### Extracted material
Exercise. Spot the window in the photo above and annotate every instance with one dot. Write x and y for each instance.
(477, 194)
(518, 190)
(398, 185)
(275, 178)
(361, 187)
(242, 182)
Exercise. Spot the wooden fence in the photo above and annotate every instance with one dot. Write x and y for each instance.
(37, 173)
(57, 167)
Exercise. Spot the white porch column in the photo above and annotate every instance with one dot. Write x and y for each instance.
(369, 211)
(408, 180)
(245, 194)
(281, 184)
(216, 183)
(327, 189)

### Aim
Can you rewrite every line of the records above as a numbered list, leaving out any blank lines?

### Task answer
1. Exercise. Spot the window in the photo above and annotate every instance with one dot. Write x and y for each instance.
2. (477, 194)
3. (518, 190)
4. (398, 185)
5. (275, 178)
6. (361, 187)
7. (242, 182)
8. Exercise. Spot the wooden fence in the photo above and annotate every instance with one dot. Write x and y for each instance.
9. (37, 173)
10. (57, 167)
11. Exercise. Spot the white porch column in the photo above and annotate every instance with one dot. Write x and y for each instance.
12. (369, 211)
13. (408, 180)
14. (245, 194)
15. (281, 184)
16. (216, 183)
17. (327, 189)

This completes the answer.